Nuclear Security After the Summits with Amb. Laura S. H. Holgate

Date & Time: February 28, 2018 | 12:00 AM – 12:00 AM

Location: 101 Reber Building – E-Knowledge Commons

Retired U.S. Ambassador Laura S. H. Holgate will deliver the Mechanical and Nuclear Engineering and School of International Affairs Distinguished Lecture at 4:00 p.m. on Tuesday, February 27, in 101 Reber Building – E-Knowledge Commons. A meet-and-greet session with refreshments will be held at 3:30 p.m. in the same location.

Nuclear Security After the Summits

Even as the risk of intentional nuclear war appears to be rising, potential for a terrorist nuclear attack remains a major global threat. The accumulation of large stockpiles of weapons-usable nuclear materials, and the associated imperative to prevent their theft or diversion for malicious uses, animated international dialogue before the first Nuclear Security Summit in 2010, and persists after the fourth and final Summit in 2016. The 2016 Summit set forth a vision for how to continue the Summits’ important work, which is yet to be fully realized. Nuclear security demands some difficult and sometimes expensive choices from governments, but it also requires the participation of civil society and the nuclear energy industry. While current understandings of nuclear security developed after the deployment of most existing nuclear power plants around the world, the development of a next generation of nuclear energy technologies offers an opportunity to incorporate nuclear security into the design of these new facilities that could significantly improve the future of nuclear security.

## Brief
Translate this sentence from the lecture announcement into Spanish: "The 2016 Summit set forth a vision for how to continue the Summits' important work, which is yet to be fully realized."

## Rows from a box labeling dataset
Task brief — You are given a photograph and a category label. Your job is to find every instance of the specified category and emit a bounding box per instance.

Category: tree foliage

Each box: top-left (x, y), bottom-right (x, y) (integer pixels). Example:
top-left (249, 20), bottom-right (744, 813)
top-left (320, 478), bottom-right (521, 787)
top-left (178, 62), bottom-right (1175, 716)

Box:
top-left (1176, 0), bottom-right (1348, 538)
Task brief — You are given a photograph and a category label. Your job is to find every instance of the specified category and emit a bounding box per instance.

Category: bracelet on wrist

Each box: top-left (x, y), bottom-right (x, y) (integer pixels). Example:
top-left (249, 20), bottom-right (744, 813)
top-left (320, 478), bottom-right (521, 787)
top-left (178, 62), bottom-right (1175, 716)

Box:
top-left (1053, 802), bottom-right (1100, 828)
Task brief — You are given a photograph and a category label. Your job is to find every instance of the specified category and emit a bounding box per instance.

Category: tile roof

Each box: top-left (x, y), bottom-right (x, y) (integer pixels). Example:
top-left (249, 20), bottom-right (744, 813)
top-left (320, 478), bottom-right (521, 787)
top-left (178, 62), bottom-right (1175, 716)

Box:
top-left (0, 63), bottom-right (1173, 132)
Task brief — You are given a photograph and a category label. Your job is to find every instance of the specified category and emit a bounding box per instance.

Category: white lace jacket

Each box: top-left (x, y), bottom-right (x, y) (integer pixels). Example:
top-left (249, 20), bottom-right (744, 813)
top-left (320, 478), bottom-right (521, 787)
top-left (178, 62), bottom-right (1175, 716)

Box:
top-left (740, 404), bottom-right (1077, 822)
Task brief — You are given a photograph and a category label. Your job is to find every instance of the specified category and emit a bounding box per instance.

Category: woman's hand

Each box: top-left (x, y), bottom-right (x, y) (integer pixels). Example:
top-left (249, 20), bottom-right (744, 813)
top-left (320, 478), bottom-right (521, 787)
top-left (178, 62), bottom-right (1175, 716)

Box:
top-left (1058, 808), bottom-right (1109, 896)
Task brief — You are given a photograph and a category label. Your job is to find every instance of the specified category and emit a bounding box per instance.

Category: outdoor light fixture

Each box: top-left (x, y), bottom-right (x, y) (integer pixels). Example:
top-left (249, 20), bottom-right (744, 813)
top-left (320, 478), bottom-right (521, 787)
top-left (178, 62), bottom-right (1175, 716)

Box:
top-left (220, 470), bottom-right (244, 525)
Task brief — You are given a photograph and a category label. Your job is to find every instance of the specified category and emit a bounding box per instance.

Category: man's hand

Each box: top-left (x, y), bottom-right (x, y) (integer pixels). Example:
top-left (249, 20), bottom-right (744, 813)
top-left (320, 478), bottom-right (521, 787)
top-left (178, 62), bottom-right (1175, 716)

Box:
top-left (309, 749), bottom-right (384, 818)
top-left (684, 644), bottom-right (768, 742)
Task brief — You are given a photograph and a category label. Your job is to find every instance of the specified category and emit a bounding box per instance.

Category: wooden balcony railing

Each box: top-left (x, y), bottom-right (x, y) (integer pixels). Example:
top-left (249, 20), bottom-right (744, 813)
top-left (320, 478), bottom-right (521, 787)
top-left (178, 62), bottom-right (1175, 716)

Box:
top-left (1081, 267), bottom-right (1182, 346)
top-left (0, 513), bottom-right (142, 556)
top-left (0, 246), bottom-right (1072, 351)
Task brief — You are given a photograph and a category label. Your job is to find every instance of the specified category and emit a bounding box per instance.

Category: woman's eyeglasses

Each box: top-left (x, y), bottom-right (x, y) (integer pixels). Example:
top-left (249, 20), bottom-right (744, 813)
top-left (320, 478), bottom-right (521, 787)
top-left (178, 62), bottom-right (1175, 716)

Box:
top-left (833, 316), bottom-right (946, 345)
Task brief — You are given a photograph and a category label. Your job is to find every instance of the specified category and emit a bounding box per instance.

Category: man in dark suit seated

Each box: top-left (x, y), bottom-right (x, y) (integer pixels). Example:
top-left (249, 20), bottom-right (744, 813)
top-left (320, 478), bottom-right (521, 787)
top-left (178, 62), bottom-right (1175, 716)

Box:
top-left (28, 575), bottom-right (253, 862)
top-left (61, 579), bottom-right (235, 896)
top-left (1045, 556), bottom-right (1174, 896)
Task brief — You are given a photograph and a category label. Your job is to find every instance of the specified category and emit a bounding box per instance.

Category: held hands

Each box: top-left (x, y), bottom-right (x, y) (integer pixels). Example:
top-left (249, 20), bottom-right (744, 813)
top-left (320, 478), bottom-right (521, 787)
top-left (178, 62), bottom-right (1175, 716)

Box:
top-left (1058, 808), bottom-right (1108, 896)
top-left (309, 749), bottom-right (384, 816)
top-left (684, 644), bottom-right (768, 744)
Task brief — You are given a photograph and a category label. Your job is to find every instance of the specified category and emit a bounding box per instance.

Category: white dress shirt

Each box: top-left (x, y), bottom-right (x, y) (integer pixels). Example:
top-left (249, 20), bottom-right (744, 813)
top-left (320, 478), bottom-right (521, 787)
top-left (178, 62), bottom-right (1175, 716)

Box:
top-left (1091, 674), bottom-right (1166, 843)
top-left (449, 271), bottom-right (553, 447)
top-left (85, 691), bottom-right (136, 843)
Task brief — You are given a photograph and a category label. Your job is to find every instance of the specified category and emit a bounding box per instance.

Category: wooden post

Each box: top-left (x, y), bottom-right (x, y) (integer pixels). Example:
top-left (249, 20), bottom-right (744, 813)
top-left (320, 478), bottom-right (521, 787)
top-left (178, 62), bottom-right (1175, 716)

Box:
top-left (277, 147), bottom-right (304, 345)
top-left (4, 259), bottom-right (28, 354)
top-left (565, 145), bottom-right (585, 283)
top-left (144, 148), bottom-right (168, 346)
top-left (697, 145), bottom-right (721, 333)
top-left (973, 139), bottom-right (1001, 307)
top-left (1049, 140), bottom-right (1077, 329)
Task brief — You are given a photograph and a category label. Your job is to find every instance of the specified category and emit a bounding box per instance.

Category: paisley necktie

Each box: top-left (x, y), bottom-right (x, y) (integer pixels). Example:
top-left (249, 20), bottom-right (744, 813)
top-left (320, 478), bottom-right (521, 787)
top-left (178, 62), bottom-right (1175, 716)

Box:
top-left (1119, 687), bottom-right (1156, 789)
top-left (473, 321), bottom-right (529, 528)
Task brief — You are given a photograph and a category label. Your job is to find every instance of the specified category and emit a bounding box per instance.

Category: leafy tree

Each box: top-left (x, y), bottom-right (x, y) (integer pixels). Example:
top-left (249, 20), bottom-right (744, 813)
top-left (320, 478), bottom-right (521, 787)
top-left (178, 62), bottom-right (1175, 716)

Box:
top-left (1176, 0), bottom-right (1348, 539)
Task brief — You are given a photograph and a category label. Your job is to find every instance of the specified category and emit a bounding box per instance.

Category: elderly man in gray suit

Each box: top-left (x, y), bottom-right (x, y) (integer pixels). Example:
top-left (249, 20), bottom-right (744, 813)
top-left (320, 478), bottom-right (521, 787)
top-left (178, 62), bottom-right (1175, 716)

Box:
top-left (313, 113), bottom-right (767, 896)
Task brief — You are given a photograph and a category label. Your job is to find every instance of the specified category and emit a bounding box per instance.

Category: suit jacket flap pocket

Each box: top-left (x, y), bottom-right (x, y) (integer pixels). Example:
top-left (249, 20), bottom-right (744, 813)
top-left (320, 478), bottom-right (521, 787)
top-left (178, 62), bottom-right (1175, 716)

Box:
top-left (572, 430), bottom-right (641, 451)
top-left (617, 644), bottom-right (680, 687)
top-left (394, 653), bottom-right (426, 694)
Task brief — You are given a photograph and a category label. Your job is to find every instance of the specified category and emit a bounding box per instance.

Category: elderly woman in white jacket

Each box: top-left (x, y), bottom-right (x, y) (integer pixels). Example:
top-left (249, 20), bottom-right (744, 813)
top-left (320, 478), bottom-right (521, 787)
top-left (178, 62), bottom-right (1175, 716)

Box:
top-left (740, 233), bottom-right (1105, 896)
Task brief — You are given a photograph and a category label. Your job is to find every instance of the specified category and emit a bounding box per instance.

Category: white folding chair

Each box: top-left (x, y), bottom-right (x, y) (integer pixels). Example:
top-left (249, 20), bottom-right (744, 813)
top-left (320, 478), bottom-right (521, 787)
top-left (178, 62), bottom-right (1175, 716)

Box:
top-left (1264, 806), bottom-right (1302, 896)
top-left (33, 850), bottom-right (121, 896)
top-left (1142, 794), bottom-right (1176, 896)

## Answer for this exercise
La Cumbre de 2016 planteó una visión sobre cómo continuar la importante labor de las Cumbres, que aún no se ha materializado plenamente.